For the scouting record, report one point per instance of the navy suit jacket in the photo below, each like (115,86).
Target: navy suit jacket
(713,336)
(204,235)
--
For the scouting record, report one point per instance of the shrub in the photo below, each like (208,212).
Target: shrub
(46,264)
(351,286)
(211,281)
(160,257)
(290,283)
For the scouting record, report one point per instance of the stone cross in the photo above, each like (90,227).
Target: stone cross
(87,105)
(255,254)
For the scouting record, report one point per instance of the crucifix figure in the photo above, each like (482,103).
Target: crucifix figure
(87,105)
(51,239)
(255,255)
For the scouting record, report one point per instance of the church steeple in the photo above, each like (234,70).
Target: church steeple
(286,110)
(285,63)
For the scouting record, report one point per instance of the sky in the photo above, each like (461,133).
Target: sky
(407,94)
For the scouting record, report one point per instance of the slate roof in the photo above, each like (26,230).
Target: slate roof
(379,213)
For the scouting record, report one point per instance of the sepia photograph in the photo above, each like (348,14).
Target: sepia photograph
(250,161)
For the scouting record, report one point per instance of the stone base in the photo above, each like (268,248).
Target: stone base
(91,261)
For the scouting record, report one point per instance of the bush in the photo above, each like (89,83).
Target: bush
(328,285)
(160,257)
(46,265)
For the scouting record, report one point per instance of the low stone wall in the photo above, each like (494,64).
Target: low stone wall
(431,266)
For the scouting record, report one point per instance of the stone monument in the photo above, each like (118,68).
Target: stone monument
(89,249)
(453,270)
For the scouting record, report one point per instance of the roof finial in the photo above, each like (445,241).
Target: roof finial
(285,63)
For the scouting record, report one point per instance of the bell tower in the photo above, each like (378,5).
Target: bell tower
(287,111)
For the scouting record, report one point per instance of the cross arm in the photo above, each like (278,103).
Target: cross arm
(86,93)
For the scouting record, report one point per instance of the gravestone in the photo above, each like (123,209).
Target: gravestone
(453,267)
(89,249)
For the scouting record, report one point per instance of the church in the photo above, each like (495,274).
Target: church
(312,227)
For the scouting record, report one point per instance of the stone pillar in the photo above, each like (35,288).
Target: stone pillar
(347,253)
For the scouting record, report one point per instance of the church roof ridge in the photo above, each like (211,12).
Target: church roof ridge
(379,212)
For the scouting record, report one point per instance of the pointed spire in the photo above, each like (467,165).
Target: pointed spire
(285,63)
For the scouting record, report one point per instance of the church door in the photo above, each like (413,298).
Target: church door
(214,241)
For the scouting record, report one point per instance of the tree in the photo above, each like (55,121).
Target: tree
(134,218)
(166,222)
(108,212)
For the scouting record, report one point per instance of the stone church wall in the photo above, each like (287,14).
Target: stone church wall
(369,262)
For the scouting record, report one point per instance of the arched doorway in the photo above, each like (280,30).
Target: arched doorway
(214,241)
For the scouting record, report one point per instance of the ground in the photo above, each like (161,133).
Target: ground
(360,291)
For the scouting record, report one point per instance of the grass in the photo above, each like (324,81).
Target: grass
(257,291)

**AIM OF THE TASK:**
Count the lines in the material above that contain the string "cross". Reply with the number alone.

**SOLUTION TO THE EXERCISE:**
4